» **DATA RECORDS**
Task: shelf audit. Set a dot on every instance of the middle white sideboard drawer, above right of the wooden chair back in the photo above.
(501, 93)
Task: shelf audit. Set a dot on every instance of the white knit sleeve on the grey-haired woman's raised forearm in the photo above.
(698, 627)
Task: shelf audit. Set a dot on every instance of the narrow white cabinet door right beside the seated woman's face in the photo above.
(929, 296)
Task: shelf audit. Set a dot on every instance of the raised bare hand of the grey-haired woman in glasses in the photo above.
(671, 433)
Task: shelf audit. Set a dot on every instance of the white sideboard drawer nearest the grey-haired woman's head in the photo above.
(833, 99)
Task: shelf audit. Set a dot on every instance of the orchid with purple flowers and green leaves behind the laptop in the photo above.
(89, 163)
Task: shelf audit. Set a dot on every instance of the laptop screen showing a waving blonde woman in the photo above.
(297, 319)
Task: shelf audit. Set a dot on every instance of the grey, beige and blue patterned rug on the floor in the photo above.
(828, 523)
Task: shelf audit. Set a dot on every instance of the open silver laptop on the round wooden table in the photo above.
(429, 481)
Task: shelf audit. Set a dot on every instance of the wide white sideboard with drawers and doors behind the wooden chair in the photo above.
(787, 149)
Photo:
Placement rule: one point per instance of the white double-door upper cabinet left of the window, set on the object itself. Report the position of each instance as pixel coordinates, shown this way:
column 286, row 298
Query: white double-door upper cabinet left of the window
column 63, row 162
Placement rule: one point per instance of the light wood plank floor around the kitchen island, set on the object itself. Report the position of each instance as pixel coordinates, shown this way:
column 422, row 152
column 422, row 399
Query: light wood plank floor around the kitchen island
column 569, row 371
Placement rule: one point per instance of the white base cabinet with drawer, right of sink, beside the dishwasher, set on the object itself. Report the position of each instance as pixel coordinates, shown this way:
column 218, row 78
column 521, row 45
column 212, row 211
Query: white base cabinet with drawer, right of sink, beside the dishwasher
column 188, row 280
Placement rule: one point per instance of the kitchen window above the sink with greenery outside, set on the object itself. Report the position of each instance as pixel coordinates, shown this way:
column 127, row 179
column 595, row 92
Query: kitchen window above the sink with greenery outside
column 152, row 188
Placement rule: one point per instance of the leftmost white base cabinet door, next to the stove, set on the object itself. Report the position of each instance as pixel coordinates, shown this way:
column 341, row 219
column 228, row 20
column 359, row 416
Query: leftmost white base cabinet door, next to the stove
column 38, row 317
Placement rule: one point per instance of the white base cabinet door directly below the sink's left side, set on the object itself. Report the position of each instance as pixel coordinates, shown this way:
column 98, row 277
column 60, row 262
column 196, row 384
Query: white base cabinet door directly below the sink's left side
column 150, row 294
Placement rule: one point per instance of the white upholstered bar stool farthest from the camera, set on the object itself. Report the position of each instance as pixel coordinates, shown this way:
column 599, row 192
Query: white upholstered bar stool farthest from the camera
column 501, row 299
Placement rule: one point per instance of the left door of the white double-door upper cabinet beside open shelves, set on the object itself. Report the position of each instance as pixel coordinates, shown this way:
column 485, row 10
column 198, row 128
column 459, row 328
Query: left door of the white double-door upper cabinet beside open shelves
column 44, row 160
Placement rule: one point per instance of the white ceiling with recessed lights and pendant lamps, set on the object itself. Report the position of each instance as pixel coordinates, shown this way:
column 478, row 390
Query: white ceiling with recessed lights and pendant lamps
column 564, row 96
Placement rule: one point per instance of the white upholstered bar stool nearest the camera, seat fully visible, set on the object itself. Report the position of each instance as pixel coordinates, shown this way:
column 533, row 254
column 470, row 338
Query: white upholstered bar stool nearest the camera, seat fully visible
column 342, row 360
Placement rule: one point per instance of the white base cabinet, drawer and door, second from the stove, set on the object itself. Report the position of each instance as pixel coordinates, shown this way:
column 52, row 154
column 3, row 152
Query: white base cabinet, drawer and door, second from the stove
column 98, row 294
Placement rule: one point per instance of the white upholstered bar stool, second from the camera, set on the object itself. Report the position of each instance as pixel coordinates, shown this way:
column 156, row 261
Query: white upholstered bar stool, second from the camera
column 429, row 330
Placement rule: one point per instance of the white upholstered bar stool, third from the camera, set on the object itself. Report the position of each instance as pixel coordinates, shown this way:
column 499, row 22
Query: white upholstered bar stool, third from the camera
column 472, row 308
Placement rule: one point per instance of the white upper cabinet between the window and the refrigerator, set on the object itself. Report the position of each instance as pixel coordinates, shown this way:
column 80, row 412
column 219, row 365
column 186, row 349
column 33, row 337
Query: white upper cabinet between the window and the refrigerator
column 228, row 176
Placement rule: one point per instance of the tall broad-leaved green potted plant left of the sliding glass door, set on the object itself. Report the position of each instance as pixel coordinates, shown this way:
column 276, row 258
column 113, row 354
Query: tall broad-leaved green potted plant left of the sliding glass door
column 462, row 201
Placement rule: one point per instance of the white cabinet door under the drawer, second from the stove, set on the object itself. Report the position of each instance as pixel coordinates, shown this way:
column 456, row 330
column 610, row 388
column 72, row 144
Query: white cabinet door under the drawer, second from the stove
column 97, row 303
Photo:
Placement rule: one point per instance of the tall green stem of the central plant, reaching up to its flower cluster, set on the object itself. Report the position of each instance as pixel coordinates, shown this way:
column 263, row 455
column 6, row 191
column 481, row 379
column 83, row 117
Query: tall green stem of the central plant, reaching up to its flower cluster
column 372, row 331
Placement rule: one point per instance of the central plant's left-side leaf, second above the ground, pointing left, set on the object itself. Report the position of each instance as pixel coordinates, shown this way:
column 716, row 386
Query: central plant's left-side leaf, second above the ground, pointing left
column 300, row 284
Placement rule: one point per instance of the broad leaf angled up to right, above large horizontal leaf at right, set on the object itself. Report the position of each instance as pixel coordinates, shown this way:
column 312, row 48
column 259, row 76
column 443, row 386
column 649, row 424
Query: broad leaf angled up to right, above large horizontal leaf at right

» **EXERCISE**
Whenever the string "horizontal" shows up in a line above, copy that line.

» **SOLVED EXERCISE**
Placement rule: one point per instance of the broad leaf angled up to right, above large horizontal leaf at right, set on the object itself. Report the position of each instance as pixel coordinates, shown this way:
Query: broad leaf angled up to right, above large horizontal leaf at right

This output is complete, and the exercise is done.